- Task instructions:
a – Repeat word for word everything in the Boxing Hares review from "Thanks to /u/j4ni" down to "only in March.".
b – Carry on the Boxing Hares review from its last sentence.

- Source document:
■ ■ ■ ■ ■

Thanks to /u/j4ni for this sample!
There’s a lot to cover so I’ll have to lay off talking about my dick or hinting at latent homosexuality this time. Sorry about that, maybe next review.
So I’m fucking this guy with my small dick…
Wait, no, I just said I wasn’t going to do that!
Alright, so there’s a lot of questions, and we have only little time to answer them. Name of the whisky? Boxing Hares. Why? Because puns.
First of all, what are boxing hares? During Spring, when Spring has sprung and that usual sense of “we need to fuck” gets into the air, Hares will box one another. It was originally thought this was due to intermale competition, so someone thought they were boxing, because Hares went made in March. Now it’s know to be the female fighting off the male to avoid copulation. And that it happens only in March.
To be fair, “The Boxing matches of the Mad March Hare” sounds better than “Domestic Violence to stop Fucking”. Has more of a poetic ring to it.
What the bloody hell does this have to do with a whisky? Well that’s why I’m not talking about my penis, wait for it.
First up, this isn’t a whisky. Yes, it’s Scotch whisky used in it. However due to the Abv and probably due to how they add ingredients to it, it can’t be called whisky anyway.
What does that have to do with rabbits?
Well the secret ingredient? Not heroin, stop guessing that. No, it’s actually hops.
You’re getting the shitty pun now.
So the two “heavyweights” in this case are beer and Scotch. Or rather craft beer hops that have been mixed with Scotch whisky. What hops? What Scotch whisky? How about you stop asking questions, alright? It’s about rabbits beating the shit out of each other for tiny cute belts.
So this will be interesting, to say the least. I’ve had other hopped whiskies, yet let’s see what happens when it’s named after cute animals, shall we?

■ ■ ■ ■ ■

- Object position labeling entries:

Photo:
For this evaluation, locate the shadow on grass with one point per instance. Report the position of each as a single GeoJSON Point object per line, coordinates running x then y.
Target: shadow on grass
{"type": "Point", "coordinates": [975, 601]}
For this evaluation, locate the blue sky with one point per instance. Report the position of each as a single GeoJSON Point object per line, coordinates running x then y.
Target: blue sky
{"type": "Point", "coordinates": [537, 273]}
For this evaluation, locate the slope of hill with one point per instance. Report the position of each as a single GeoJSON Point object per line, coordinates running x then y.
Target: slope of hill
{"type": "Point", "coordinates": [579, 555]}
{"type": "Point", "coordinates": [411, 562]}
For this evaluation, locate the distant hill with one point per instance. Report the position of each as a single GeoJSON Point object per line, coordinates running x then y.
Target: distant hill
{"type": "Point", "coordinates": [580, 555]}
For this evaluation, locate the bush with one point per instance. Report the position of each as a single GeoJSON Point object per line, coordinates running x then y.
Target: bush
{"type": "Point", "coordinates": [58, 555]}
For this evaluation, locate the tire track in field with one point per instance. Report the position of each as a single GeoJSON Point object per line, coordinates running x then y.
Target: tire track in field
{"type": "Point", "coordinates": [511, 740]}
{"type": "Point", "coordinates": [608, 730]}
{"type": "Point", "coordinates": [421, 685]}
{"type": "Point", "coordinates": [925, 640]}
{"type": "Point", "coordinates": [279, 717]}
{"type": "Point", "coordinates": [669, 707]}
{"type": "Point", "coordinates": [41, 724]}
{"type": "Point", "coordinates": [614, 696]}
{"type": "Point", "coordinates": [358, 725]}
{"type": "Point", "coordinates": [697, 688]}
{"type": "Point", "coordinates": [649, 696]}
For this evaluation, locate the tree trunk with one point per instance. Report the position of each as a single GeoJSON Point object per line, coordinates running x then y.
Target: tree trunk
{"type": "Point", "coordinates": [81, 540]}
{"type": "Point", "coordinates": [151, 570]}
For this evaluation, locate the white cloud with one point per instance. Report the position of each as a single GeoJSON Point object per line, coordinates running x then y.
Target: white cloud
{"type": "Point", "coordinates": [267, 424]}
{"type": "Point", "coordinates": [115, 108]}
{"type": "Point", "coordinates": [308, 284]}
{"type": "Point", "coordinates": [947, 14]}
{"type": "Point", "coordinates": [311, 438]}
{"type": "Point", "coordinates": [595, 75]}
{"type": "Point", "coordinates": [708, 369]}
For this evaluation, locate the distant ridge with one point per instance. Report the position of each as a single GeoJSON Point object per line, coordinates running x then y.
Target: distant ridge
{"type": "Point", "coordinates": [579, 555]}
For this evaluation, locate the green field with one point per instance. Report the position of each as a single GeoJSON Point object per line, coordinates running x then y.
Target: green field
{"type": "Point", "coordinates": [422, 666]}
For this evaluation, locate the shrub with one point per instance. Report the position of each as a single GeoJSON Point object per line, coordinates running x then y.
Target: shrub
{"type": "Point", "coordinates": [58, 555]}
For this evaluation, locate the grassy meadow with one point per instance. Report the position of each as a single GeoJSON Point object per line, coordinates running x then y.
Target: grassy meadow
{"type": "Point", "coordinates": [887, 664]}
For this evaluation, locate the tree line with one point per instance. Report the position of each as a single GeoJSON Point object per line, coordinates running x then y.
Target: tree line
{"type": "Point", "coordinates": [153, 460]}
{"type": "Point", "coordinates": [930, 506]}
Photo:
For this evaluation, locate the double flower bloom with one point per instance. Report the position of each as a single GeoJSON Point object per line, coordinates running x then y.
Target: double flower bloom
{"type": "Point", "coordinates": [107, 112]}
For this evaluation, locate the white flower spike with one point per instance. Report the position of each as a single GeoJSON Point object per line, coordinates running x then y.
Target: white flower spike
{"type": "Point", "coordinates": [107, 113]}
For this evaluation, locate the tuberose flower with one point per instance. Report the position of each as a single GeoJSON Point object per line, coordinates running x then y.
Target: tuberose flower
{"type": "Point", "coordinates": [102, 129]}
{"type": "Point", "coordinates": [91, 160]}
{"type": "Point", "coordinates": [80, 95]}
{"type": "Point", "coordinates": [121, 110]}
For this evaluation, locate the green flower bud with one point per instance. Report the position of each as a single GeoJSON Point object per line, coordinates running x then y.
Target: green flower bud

■ ■ ■ ■ ■

- Answers given:
a –
Thanks to /u/j4ni for this sample!
There’s a lot to cover so I’ll have to lay off talking about my dick or hinting at latent homosexuality this time. Sorry about that, maybe next review.
So I’m fucking this guy with my small dick…
Wait, no, I just said I wasn’t going to do that!
Alright, so there’s a lot of questions, and we have only little time to answer them. Name of the whisky? Boxing Hares. Why? Because puns.
First of all, what are boxing hares? During Spring, when Spring has sprung and that usual sense of “we need to fuck” gets into the air, Hares will box one another. It was originally thought this was due to intermale competition, so someone thought they were boxing, because Hares went made in March. Now it’s know to be the female fighting off the male to avoid copulation. And that it happens only in March.

b –
Price: N/A at the LCBO
Colour: 10YR 7/10
Nose: Hops, brown sugar, strawberry, cream, lavender, perry
What a surprise, the hops are the first thing I smell. Given some time it becomes more floral and there’s hints of pear cider, or perry.
And not the shitty pear cider we get here in North America. I mean the really tasty stuff that is sweet and really thick and naturally carbonated from the UK. That’s the shit.
More on that soon. Rabbits for now.
Taste: Perry, molasses, caramel
Okay, this is odd. First up it tastes exactly like pear cider. If you handed me this blind I’d say it was a perry. Exactly like that pear, sweet, and almost poppy taste.
There’s some aspects of whisky here with a sweet, caramel like flavour in the background, though it’s perry tasting.
Finish: Perry, lime candy, green apple, salt
And it finishes like a perry again. There’s a few more flavours that hop out (GET IT! CAUSE HARES HOP!) but it’s still like a perry.
Conclusion: This is the type of drink I’d reach for on a summer day. Maybe mix with a little bit of Club Soda, add a lime, slap your gimp that agreed to cut the lawn with it’s mouth, and perhaps have a cucumber sandwich.
That said, this is a whisky subreddit, not a cider subreddit. I know some where you can be in-cider (GET IT? PORN), but not cider. And this tastes like cider. Exactly like one. More so than a whisky finished in ex-cider barrels.
It’s nice to sip, but it’s pretty blah. One note, the whole time. I like sipping it, but it’s not the complexity of a whisky. So… there you have it. It’s high alcohol cider that can get you fucked up quick.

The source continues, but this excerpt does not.